**Work item:** Exactly the lines from the one that holds "Target: house roof" to the end of the data below: retype these and nothing else.

Provided entries START

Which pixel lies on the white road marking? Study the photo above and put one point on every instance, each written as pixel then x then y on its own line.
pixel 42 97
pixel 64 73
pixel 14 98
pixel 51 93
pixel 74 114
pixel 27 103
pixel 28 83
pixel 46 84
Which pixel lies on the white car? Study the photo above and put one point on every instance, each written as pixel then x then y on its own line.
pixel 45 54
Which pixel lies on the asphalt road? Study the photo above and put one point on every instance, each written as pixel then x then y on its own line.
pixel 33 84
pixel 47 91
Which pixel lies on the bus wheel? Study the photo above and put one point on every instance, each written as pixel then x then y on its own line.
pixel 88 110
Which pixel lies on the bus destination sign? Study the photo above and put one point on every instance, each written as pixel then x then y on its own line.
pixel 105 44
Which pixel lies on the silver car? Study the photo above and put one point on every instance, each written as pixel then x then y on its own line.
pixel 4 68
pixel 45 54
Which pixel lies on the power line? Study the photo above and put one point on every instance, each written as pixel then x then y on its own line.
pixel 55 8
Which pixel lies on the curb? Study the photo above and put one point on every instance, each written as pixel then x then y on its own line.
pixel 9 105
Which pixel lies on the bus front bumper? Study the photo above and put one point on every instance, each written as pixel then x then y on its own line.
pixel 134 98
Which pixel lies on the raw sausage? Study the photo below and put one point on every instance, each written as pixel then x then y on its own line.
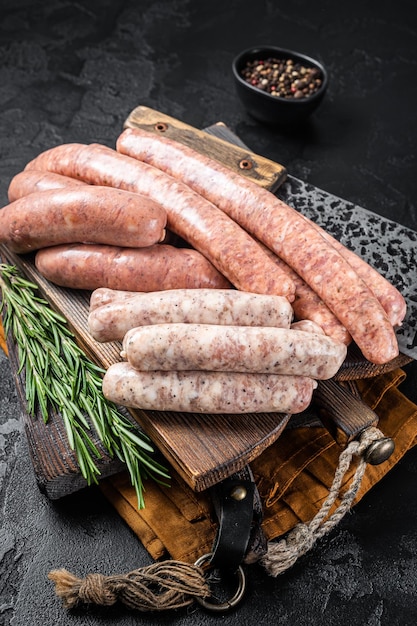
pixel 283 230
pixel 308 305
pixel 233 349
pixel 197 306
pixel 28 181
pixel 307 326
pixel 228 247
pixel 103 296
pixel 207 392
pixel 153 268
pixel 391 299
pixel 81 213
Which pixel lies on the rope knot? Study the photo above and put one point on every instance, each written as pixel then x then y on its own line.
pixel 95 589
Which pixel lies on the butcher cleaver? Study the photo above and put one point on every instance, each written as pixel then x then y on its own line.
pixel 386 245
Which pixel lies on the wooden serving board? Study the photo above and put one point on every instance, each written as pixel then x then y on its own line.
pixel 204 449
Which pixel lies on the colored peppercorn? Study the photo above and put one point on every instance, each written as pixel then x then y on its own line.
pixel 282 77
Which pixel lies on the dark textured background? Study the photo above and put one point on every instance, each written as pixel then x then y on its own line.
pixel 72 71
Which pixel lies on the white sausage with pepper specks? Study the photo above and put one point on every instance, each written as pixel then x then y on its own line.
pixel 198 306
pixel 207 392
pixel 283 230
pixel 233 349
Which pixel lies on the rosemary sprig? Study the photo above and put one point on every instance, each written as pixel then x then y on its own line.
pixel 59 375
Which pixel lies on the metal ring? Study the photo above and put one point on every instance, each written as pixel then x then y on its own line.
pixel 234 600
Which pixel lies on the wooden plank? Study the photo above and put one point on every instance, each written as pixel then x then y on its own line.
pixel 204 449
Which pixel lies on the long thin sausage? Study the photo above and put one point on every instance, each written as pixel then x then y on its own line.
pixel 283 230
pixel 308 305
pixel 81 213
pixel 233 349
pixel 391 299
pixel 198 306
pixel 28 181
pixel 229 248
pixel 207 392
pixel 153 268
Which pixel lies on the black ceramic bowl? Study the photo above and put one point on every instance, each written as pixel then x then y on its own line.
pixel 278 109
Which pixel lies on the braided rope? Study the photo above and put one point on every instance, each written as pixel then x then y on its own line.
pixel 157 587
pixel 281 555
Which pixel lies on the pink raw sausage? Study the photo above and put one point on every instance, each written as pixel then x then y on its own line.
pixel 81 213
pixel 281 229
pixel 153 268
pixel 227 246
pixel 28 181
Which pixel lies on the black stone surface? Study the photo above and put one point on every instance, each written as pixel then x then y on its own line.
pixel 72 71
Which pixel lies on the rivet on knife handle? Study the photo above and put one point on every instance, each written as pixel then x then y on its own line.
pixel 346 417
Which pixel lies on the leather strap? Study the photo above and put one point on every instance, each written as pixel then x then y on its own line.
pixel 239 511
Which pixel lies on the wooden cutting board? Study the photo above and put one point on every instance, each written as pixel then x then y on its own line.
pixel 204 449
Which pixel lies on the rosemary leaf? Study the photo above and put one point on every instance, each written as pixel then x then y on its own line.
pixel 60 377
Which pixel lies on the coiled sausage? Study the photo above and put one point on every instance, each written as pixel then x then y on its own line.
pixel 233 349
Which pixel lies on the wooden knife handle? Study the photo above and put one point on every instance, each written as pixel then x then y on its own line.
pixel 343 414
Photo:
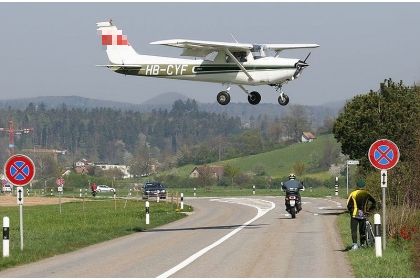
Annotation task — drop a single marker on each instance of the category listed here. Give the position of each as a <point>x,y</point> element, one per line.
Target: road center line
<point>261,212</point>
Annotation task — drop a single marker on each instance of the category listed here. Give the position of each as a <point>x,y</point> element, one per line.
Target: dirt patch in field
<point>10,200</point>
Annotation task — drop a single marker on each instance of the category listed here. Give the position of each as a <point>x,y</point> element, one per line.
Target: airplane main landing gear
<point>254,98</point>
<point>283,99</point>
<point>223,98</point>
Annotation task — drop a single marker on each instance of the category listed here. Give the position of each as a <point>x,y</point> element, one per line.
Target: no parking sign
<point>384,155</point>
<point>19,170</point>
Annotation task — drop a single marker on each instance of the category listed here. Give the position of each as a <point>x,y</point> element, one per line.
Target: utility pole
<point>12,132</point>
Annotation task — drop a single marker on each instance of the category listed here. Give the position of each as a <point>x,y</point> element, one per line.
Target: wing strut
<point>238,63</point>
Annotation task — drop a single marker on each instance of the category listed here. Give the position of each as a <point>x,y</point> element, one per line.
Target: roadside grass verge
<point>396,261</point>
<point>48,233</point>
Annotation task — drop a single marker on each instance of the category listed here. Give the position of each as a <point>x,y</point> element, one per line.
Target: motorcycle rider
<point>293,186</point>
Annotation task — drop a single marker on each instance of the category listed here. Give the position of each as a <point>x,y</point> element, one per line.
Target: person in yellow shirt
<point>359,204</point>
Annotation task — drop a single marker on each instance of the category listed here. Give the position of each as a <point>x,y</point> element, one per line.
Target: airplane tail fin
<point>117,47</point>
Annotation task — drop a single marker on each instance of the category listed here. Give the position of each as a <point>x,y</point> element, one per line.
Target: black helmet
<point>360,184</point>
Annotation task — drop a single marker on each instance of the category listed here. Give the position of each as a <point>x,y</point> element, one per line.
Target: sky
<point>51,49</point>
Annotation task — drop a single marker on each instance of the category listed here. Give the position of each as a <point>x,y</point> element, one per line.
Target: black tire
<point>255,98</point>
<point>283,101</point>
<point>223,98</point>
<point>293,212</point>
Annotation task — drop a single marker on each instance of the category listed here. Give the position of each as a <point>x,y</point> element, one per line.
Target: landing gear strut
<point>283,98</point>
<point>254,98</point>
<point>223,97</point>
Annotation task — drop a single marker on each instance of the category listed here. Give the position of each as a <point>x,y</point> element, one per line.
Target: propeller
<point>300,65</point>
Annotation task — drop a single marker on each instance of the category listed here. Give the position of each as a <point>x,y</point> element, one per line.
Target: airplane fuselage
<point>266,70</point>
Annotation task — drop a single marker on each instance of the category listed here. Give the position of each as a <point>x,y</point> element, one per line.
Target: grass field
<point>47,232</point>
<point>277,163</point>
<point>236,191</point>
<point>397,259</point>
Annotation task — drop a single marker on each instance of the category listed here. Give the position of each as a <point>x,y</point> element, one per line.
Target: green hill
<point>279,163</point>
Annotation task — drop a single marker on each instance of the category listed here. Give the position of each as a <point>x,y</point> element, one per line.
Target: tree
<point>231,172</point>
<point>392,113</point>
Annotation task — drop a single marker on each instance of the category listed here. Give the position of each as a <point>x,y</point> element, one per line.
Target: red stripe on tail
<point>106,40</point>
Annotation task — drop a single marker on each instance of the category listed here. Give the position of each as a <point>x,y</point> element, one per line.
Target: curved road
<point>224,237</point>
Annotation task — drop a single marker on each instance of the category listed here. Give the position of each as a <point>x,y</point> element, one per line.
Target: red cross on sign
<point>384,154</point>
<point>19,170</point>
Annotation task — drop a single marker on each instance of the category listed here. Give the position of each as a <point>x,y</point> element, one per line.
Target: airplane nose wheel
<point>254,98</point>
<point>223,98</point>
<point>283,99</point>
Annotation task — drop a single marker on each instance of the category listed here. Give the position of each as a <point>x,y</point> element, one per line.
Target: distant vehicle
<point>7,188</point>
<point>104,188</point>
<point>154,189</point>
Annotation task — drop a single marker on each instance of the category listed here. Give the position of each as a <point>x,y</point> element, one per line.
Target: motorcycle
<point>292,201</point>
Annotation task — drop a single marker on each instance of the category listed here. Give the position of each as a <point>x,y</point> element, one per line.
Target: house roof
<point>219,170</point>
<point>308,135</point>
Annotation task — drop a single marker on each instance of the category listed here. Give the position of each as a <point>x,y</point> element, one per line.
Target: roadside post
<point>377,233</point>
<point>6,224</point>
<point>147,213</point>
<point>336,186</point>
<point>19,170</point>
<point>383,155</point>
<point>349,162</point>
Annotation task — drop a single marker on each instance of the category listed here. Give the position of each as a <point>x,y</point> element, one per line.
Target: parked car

Provided entries END

**Finished exercise:**
Target: house roof
<point>219,170</point>
<point>308,135</point>
Annotation task — drop a single marker on each instance of the category listed here. Give the position of each as a <point>x,y</point> element, one per line.
Target: roadside post
<point>377,233</point>
<point>6,224</point>
<point>147,213</point>
<point>336,186</point>
<point>19,170</point>
<point>383,155</point>
<point>349,162</point>
Annotation task — drop a single marker on each instance of the category listed here. Give the position of each as a <point>x,y</point> element, one per line.
Target: parked car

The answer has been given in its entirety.